[Saved entries]
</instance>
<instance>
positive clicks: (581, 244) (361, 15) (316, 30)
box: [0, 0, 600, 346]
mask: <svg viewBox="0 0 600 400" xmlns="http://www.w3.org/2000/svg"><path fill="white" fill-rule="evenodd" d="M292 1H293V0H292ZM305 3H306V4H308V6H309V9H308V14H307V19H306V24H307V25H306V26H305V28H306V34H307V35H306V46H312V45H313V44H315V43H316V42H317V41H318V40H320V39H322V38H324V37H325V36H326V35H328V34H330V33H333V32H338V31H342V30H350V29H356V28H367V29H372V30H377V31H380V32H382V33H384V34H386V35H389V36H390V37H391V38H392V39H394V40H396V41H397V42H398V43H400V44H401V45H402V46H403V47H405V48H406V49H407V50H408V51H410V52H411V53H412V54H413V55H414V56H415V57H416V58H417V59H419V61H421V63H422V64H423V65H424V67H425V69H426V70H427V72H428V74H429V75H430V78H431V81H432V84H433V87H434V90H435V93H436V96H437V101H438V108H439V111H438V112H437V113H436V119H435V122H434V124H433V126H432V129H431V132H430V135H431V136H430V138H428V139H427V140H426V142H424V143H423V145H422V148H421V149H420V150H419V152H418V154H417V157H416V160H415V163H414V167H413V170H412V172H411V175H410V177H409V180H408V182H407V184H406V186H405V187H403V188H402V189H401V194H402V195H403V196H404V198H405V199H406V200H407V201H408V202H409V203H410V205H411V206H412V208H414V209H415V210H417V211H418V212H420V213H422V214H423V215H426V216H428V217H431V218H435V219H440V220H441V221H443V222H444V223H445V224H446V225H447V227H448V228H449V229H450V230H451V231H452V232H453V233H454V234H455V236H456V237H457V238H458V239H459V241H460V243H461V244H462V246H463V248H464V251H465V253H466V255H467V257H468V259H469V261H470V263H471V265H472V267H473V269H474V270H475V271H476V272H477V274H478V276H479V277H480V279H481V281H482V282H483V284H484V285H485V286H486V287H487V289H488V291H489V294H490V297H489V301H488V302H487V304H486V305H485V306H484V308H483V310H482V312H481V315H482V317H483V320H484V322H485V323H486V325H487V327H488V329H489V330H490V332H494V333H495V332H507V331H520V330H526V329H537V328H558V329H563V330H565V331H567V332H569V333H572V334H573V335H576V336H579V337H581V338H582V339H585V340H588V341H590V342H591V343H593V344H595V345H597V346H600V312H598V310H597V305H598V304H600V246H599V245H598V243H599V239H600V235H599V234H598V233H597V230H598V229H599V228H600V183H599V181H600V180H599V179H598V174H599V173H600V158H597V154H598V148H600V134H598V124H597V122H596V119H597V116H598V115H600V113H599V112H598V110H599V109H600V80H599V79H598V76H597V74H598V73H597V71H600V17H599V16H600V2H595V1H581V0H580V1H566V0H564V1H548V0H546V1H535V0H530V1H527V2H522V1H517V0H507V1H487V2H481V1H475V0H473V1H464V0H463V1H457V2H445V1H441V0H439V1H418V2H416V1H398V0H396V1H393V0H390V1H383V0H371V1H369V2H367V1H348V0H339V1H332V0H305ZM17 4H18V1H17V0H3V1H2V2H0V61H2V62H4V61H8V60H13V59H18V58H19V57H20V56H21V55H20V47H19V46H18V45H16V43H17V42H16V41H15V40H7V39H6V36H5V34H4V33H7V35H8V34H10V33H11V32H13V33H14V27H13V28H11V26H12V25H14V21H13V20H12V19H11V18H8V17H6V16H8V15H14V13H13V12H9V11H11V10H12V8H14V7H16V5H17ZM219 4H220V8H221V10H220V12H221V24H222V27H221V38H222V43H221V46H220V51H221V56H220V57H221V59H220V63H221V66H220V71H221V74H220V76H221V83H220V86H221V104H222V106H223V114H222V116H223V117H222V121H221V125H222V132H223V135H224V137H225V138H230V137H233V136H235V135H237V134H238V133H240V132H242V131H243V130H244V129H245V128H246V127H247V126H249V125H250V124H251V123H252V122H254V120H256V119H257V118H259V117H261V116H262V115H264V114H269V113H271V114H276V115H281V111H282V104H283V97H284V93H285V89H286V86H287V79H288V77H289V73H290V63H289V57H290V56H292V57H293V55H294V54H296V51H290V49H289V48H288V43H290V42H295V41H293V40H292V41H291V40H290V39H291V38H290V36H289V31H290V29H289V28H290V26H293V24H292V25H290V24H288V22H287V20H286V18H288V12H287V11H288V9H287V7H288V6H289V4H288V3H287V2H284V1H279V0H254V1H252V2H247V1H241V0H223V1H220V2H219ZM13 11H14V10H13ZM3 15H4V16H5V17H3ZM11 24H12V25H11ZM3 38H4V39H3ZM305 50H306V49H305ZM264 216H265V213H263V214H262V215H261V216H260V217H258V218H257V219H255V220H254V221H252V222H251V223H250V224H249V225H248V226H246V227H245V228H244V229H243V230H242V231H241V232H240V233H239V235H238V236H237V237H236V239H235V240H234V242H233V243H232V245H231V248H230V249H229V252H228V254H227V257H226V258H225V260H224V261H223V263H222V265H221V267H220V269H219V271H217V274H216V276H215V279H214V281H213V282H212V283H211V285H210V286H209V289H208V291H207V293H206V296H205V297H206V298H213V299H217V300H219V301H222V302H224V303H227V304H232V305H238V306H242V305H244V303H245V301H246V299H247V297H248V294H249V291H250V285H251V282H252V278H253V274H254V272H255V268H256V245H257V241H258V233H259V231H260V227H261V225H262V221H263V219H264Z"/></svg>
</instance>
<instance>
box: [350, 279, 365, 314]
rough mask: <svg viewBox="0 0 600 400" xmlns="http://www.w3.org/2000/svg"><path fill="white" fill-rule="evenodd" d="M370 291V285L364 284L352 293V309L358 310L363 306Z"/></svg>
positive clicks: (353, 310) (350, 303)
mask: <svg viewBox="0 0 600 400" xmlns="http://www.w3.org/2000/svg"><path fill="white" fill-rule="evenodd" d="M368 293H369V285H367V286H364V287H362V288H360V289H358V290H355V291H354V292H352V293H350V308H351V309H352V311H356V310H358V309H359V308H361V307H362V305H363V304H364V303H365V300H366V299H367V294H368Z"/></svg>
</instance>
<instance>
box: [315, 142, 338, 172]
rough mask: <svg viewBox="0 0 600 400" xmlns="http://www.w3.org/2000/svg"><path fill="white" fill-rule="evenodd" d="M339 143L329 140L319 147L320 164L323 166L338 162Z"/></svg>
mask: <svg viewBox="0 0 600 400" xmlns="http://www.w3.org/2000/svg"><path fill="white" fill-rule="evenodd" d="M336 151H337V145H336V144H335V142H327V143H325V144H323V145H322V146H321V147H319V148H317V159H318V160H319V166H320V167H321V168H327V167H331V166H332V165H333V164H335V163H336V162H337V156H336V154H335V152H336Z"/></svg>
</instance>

# Problem description
Reproduce every line of the items above without any changes.

# Answer section
</instance>
<instance>
positive clicks: (581, 244) (361, 15) (316, 30)
box: [0, 0, 600, 346]
mask: <svg viewBox="0 0 600 400" xmlns="http://www.w3.org/2000/svg"><path fill="white" fill-rule="evenodd" d="M292 1H293V0H292ZM305 3H306V4H308V6H309V9H308V14H307V19H306V24H307V25H306V26H305V28H306V34H307V35H306V46H312V45H313V44H315V43H316V42H317V41H318V40H320V39H322V38H324V37H325V36H326V35H328V34H330V33H333V32H338V31H342V30H350V29H356V28H367V29H372V30H377V31H380V32H382V33H384V34H386V35H389V36H390V37H391V38H392V39H394V40H396V41H397V42H398V43H400V44H401V45H402V46H403V47H405V48H406V49H407V50H408V51H410V52H411V53H412V54H413V55H414V56H415V57H416V58H417V59H419V61H421V63H422V64H423V65H424V67H425V69H426V70H427V72H428V74H429V75H430V78H431V81H432V84H433V87H434V90H435V93H436V96H437V101H438V108H439V111H438V112H437V113H436V119H435V122H434V124H433V126H432V129H431V132H430V135H431V136H430V138H428V139H427V140H426V142H424V143H423V145H422V148H421V149H420V150H419V152H418V154H417V157H416V160H415V163H414V167H413V170H412V172H411V175H410V177H409V180H408V182H407V184H406V186H405V187H403V188H402V189H401V194H402V195H403V196H404V198H405V199H406V200H407V201H408V202H409V203H410V205H411V206H412V208H414V209H415V210H417V211H418V212H420V213H422V214H423V215H426V216H428V217H431V218H435V219H440V220H441V221H443V222H444V223H445V224H446V225H447V227H448V228H449V229H450V230H451V231H452V232H453V233H454V234H455V236H456V237H457V238H458V239H459V241H460V243H461V244H462V246H463V248H464V251H465V253H466V255H467V257H468V259H469V261H470V263H471V265H472V267H473V269H474V270H475V271H476V272H477V274H478V276H479V277H480V279H481V281H482V282H483V284H484V285H485V286H486V287H487V289H488V291H489V294H490V297H489V301H488V302H487V304H486V305H485V306H484V308H483V310H482V312H481V315H482V317H483V320H484V322H485V323H486V325H487V327H488V329H489V330H490V332H494V333H495V332H507V331H520V330H526V329H537V328H558V329H563V330H565V331H567V332H569V333H572V334H573V335H576V336H579V337H581V338H582V339H585V340H588V341H590V342H591V343H593V344H595V345H597V346H600V312H598V310H597V305H598V304H600V246H599V245H598V243H599V239H600V235H599V234H598V233H597V230H598V229H599V228H600V183H599V181H600V180H599V179H598V174H599V173H600V158H597V154H598V148H600V134H598V124H597V122H596V119H597V116H598V115H600V113H599V112H598V110H599V109H600V80H599V79H598V76H597V74H598V73H597V71H600V17H599V16H600V2H595V1H581V0H580V1H566V0H564V1H548V0H546V1H535V0H530V1H527V2H522V1H517V0H507V1H487V2H481V1H475V0H473V1H464V0H463V1H457V2H445V1H441V0H439V1H418V2H416V1H398V0H396V1H393V0H390V1H383V0H371V1H369V2H367V1H348V0H339V1H332V0H305ZM17 4H18V1H17V0H3V1H2V2H0V61H2V62H4V61H8V60H13V59H18V58H19V57H20V56H21V55H20V47H19V46H18V45H16V43H17V42H16V41H15V40H7V39H6V36H5V34H4V33H7V35H8V34H10V33H11V32H13V33H14V27H13V28H11V26H12V25H14V21H13V20H12V19H11V18H8V17H6V16H8V15H14V13H13V12H9V11H11V10H12V8H14V7H16V5H17ZM219 4H220V8H221V10H220V12H221V24H222V27H221V38H222V43H221V46H220V51H221V56H220V57H221V59H220V63H221V66H220V71H221V74H220V76H221V83H220V86H221V104H222V106H223V114H222V116H223V117H222V121H221V125H222V132H223V135H224V137H225V138H230V137H233V136H235V135H237V134H238V133H240V132H242V131H243V130H244V129H245V128H246V127H247V126H249V125H250V124H251V123H252V122H254V120H256V119H257V118H259V117H261V116H262V115H264V114H269V113H271V114H276V115H281V111H282V104H283V97H284V93H285V89H286V86H287V79H288V77H289V73H290V63H289V57H290V56H292V57H293V55H294V54H296V51H290V49H289V48H288V43H290V42H295V41H293V40H292V41H291V40H290V39H291V38H290V36H289V31H290V29H289V28H290V26H293V24H292V25H290V24H288V22H287V20H286V18H288V12H287V11H288V9H287V7H288V6H289V4H288V3H287V2H284V1H279V0H254V1H252V2H247V1H241V0H223V1H220V2H219ZM13 11H14V10H13ZM3 15H4V16H5V17H3ZM11 24H12V25H11ZM3 38H4V39H3ZM305 50H306V49H305ZM264 216H265V213H263V214H262V215H261V216H260V217H258V218H257V219H255V220H254V221H252V222H251V223H250V224H249V225H248V226H246V227H245V228H244V229H243V230H242V231H241V232H240V233H239V235H238V236H237V237H236V239H235V240H234V242H233V243H232V245H231V248H230V249H229V252H228V254H227V257H226V258H225V260H224V261H223V263H222V265H221V267H220V269H219V271H217V274H216V276H215V279H214V281H213V282H212V283H211V285H210V286H209V289H208V291H207V293H206V296H205V297H206V298H213V299H217V300H219V301H222V302H224V303H227V304H232V305H238V306H242V305H244V303H245V301H246V299H247V297H248V294H249V291H250V285H251V282H252V278H253V274H254V272H255V268H256V245H257V241H258V233H259V231H260V227H261V225H262V221H263V219H264Z"/></svg>
</instance>
<instance>
box: [350, 279, 365, 314]
rough mask: <svg viewBox="0 0 600 400" xmlns="http://www.w3.org/2000/svg"><path fill="white" fill-rule="evenodd" d="M370 291V285L364 284L352 293V309L358 310L363 306Z"/></svg>
positive clicks: (353, 310) (350, 303)
mask: <svg viewBox="0 0 600 400" xmlns="http://www.w3.org/2000/svg"><path fill="white" fill-rule="evenodd" d="M368 293H369V285H367V286H364V287H362V288H360V289H358V290H355V291H354V292H352V293H350V308H351V309H352V311H356V310H358V309H359V308H361V307H362V305H363V304H364V303H365V300H366V299H367V294H368Z"/></svg>
</instance>
<instance>
box: [315, 142, 338, 172]
rough mask: <svg viewBox="0 0 600 400" xmlns="http://www.w3.org/2000/svg"><path fill="white" fill-rule="evenodd" d="M339 143L329 140L319 147L320 164L323 166L338 162Z"/></svg>
mask: <svg viewBox="0 0 600 400" xmlns="http://www.w3.org/2000/svg"><path fill="white" fill-rule="evenodd" d="M336 151H337V145H336V144H335V142H327V143H325V144H323V145H322V146H321V147H319V148H317V159H318V160H319V166H320V167H321V168H327V167H331V166H332V165H333V164H335V163H336V162H337V156H336V154H335V152H336Z"/></svg>
</instance>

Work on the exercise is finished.